Exercise :: Beginning with the line containing "Exercise. Point to the tree canopy" and ending with the last line of the records, set down every line exactly.

- - -

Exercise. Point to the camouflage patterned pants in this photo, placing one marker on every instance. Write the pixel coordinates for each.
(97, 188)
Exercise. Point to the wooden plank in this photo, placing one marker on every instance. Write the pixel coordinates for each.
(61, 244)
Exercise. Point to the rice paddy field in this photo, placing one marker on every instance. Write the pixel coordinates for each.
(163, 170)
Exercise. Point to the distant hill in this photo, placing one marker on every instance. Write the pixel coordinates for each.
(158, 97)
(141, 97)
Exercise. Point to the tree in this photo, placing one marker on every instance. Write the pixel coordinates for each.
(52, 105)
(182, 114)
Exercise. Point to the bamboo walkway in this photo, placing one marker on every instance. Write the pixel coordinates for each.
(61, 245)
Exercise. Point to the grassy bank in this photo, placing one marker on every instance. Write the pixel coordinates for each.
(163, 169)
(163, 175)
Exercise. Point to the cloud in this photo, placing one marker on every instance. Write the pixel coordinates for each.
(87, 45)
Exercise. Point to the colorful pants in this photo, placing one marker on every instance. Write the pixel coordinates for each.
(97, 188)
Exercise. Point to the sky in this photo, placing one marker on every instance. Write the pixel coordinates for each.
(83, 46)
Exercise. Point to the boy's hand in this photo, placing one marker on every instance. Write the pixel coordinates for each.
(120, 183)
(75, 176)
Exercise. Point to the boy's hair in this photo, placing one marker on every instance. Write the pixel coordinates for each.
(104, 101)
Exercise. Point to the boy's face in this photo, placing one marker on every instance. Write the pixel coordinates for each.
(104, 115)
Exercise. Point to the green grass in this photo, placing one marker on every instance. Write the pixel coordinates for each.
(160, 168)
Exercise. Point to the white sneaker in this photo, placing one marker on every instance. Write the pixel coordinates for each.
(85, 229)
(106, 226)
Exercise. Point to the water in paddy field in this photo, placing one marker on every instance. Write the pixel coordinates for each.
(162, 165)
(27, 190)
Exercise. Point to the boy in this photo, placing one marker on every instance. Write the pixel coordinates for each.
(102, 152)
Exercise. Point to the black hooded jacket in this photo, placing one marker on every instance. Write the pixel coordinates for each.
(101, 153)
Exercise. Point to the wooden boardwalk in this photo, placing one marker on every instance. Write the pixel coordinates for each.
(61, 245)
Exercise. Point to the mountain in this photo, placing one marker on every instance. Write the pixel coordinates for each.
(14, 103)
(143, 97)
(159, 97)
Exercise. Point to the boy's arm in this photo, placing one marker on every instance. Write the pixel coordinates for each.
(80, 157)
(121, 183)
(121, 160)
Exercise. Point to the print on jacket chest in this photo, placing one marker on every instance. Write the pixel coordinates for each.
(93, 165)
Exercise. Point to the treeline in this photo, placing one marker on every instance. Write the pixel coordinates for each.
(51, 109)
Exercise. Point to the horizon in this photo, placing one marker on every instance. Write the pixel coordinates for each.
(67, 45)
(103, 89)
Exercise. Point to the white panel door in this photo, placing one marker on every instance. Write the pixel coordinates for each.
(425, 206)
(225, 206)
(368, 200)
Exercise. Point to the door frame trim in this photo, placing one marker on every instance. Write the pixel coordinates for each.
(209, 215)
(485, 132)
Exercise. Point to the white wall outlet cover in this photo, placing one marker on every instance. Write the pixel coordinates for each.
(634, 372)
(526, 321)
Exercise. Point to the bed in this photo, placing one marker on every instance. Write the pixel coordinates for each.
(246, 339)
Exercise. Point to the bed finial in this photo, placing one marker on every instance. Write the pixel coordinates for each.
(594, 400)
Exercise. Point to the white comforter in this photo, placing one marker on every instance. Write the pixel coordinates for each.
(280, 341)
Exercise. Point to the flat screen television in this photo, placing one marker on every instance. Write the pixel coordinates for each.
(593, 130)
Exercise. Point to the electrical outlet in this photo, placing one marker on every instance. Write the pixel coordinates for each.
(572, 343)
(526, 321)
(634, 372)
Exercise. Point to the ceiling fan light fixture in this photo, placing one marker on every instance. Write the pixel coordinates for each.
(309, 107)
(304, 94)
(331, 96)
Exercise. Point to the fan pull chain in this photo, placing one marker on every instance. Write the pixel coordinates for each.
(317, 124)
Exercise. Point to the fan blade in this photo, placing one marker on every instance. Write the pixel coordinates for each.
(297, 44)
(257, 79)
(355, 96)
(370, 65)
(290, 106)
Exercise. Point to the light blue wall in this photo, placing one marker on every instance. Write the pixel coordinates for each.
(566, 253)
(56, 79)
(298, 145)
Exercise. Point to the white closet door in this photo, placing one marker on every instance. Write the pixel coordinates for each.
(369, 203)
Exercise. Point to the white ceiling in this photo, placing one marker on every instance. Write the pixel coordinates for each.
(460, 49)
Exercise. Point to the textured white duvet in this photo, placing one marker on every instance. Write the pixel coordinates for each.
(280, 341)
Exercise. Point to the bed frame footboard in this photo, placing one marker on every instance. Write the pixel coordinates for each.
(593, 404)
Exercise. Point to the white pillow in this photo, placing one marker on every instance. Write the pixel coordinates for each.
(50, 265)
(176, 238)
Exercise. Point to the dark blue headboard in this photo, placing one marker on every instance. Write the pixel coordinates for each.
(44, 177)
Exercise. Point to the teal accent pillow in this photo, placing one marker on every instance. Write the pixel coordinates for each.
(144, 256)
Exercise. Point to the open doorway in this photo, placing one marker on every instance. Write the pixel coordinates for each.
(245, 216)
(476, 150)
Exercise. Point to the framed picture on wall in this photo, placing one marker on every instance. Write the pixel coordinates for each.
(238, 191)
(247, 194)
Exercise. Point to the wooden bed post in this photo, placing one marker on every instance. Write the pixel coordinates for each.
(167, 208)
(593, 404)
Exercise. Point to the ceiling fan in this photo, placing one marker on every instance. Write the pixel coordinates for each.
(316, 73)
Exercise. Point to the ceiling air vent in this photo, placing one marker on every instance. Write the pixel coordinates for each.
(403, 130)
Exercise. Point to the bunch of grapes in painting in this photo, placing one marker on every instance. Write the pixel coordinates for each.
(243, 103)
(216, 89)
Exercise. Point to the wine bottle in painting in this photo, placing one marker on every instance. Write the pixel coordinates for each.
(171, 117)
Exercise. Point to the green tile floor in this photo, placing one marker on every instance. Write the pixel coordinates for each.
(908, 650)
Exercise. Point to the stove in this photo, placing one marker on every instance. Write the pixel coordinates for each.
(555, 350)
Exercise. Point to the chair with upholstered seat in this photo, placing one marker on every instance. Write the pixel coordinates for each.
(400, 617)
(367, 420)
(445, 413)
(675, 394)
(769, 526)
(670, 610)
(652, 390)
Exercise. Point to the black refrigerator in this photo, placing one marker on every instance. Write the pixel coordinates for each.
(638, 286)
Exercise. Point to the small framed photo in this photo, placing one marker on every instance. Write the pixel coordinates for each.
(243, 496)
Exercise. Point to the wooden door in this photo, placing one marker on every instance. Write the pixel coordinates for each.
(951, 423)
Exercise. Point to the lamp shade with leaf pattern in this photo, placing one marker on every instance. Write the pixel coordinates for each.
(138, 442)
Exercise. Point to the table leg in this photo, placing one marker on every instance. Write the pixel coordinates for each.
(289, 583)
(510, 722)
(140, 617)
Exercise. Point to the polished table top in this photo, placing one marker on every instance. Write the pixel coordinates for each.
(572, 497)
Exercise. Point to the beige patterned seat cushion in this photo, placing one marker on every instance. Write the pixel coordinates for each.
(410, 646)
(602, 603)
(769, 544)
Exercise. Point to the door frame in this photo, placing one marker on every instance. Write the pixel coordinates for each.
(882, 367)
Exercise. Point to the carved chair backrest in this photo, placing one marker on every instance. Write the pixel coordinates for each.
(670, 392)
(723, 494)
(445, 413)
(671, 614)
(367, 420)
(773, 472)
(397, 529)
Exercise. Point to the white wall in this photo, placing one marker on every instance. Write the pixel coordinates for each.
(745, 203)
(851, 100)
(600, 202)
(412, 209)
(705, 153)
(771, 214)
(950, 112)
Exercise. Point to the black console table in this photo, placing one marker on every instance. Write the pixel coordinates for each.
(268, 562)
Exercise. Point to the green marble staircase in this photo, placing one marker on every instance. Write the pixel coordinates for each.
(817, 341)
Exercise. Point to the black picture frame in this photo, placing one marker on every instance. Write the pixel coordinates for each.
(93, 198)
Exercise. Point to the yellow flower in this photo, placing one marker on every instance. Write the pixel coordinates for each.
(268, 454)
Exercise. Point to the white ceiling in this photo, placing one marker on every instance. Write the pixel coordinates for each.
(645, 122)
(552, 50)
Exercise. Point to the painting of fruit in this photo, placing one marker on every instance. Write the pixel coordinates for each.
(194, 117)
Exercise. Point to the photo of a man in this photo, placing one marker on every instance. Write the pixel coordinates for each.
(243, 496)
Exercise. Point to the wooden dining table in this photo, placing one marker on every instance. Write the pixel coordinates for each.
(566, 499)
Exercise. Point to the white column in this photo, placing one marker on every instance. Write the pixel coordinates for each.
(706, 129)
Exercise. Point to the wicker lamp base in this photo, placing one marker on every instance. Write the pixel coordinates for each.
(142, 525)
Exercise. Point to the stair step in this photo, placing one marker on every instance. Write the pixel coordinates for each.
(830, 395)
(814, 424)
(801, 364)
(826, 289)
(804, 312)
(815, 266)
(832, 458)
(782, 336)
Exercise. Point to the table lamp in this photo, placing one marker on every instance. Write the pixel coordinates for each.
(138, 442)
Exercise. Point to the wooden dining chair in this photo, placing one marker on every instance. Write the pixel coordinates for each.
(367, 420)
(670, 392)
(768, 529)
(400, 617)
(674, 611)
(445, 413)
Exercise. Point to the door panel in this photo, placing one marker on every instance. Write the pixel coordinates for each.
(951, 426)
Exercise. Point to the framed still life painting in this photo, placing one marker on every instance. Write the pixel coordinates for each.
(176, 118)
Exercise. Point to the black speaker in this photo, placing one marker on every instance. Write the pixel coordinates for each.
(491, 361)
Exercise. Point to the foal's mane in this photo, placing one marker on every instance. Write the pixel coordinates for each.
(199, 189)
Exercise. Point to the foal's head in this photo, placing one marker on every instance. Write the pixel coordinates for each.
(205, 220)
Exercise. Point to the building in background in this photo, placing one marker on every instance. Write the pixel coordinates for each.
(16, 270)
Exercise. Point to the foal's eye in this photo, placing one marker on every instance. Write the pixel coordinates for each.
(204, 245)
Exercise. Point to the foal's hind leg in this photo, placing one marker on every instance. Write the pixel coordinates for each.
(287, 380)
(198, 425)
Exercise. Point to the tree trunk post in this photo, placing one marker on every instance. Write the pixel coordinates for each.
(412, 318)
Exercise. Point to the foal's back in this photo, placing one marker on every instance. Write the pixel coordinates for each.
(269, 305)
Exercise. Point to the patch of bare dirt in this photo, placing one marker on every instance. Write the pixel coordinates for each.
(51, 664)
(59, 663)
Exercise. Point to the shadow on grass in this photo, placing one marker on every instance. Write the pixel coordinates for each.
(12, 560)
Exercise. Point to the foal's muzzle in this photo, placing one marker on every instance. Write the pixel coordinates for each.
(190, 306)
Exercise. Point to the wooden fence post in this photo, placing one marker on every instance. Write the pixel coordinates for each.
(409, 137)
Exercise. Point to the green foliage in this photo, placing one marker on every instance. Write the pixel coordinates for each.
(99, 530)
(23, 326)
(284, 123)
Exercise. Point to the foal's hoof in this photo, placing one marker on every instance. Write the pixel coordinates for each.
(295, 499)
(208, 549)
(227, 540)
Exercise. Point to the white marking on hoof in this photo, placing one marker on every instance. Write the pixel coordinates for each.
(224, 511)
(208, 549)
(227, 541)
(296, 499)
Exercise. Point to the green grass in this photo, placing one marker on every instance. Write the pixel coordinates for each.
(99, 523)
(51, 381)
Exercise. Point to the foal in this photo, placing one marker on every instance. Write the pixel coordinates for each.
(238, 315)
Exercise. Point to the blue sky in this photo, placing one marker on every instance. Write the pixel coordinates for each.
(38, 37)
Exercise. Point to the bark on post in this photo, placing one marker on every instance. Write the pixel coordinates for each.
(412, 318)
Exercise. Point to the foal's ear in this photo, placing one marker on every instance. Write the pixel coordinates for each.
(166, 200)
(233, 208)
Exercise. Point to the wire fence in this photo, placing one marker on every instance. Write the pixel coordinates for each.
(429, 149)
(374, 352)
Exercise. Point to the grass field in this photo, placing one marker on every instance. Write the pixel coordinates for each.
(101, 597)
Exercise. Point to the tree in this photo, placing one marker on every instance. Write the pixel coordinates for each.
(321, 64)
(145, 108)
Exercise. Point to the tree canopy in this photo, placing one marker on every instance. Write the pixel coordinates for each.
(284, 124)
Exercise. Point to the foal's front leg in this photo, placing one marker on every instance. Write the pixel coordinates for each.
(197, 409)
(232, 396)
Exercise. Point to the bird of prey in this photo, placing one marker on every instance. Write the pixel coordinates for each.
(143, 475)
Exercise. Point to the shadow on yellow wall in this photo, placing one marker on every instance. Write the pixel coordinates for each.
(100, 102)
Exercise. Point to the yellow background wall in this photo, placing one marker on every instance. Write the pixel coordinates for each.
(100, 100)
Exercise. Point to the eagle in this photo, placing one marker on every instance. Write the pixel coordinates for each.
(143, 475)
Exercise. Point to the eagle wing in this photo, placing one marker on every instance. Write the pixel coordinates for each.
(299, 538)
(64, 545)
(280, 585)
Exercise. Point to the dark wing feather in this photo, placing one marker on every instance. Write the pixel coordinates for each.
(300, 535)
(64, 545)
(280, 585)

- - -

Reply to the exercise ::
Exercise. Point to the tree canopy in this photo, placing one marker on every instance. Write the pixel coordinates for each.
(284, 124)
Exercise. Point to the foal's front leg in this photo, placing one marker on every instance. Write the pixel coordinates for each.
(197, 409)
(232, 396)
Exercise. Point to the bird of prey in this photo, placing one marker on every instance. Write the pixel coordinates for each.
(143, 475)
Exercise. Point to the shadow on yellow wall in this photo, placing one marker on every instance. Write the pixel coordinates for each.
(100, 102)
Exercise. Point to the yellow background wall in this photo, placing one marker on every instance. Write the pixel coordinates for each.
(100, 100)
Exercise. Point to the eagle in this photo, placing one marker on every instance. Write the pixel coordinates for each.
(143, 475)
Exercise. Point to the eagle wing in this photo, placing one marker on every instance. Write the pixel coordinates for each.
(299, 538)
(64, 545)
(280, 585)
Exercise. Point to the dark wing feather in this photo, placing one marker on every instance. Write the pixel coordinates for each.
(300, 535)
(64, 545)
(280, 585)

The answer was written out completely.